* _ASSIGNED TASK_
An exact, word-for-word copy of the entries is required, beginning at the line that contains "bar in the photo above." and ending at the last line, both included.

[Image-grounded pointing data]
'''
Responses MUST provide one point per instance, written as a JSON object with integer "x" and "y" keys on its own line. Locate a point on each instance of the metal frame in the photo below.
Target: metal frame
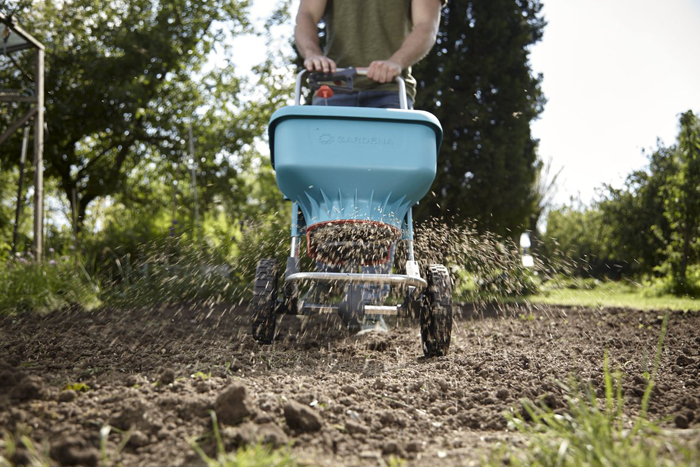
{"x": 35, "y": 112}
{"x": 412, "y": 280}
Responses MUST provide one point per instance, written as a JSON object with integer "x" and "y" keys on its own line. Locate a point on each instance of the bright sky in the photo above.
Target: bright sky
{"x": 617, "y": 74}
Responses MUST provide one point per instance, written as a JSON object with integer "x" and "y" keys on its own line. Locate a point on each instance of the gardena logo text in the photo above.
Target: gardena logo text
{"x": 364, "y": 140}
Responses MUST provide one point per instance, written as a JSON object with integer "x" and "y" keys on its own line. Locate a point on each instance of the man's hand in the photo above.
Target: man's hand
{"x": 306, "y": 36}
{"x": 383, "y": 71}
{"x": 319, "y": 63}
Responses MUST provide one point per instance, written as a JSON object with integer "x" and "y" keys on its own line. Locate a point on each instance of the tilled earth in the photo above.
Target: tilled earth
{"x": 151, "y": 379}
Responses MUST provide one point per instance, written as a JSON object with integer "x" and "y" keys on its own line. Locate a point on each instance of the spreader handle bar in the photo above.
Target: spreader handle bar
{"x": 403, "y": 101}
{"x": 391, "y": 279}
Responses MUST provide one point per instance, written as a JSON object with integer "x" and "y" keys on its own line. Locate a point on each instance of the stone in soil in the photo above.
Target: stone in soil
{"x": 30, "y": 387}
{"x": 301, "y": 418}
{"x": 74, "y": 450}
{"x": 167, "y": 376}
{"x": 231, "y": 405}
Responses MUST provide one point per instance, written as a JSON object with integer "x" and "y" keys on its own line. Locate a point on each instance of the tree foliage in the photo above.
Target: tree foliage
{"x": 478, "y": 82}
{"x": 123, "y": 82}
{"x": 650, "y": 226}
{"x": 682, "y": 200}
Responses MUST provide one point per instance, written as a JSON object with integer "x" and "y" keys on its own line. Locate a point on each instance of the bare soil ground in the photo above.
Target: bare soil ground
{"x": 337, "y": 399}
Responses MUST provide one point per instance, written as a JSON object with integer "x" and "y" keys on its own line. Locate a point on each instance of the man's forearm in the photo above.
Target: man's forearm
{"x": 306, "y": 36}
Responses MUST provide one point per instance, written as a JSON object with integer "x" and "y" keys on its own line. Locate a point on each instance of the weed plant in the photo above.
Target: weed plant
{"x": 592, "y": 433}
{"x": 26, "y": 285}
{"x": 256, "y": 455}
'''
* _YOUR RESPONSE_
Responses MUST provide one point per instance, written as a JSON object with integer "x" and "y" keys on its own line. Locate a point on each instance of the spreader handle bar in the photo above.
Target: spreader handle bar
{"x": 403, "y": 101}
{"x": 391, "y": 279}
Responses MUST provide one point per instance, written as a JSON object with integer "x" and "y" keys on its own line. Locate a point on each instance of the stone in soil in the photo above.
Target: stone in soil
{"x": 30, "y": 387}
{"x": 301, "y": 418}
{"x": 74, "y": 450}
{"x": 167, "y": 376}
{"x": 231, "y": 405}
Responses MUST provide one point per instance, written as a JSON object with integer "x" and "y" keys on its own line. Locate a point on each instance of the tree foliage in the photo above.
Target: tree foliage
{"x": 478, "y": 82}
{"x": 123, "y": 82}
{"x": 650, "y": 226}
{"x": 682, "y": 200}
Responses MUST provide one point per instance, written as a JSON object with integer "x" and "y" keys on its own line. Locate a point on each instance of the bare soil ground in the photo above.
Target: bare soil ground
{"x": 337, "y": 399}
Responses MUST provide one point per instance, written as a JSON object with integer "x" and "y" keys on its own line. Locate a point on each instance of the man's forearm in the photo above.
Target: man's forearm
{"x": 306, "y": 36}
Responses MUST provide one point per instance, written as a JSON object with integer "x" and "y" keys on its own line. Locate a point on each instance of the weed plant in the photo above.
Target: weed plant
{"x": 592, "y": 433}
{"x": 26, "y": 285}
{"x": 256, "y": 455}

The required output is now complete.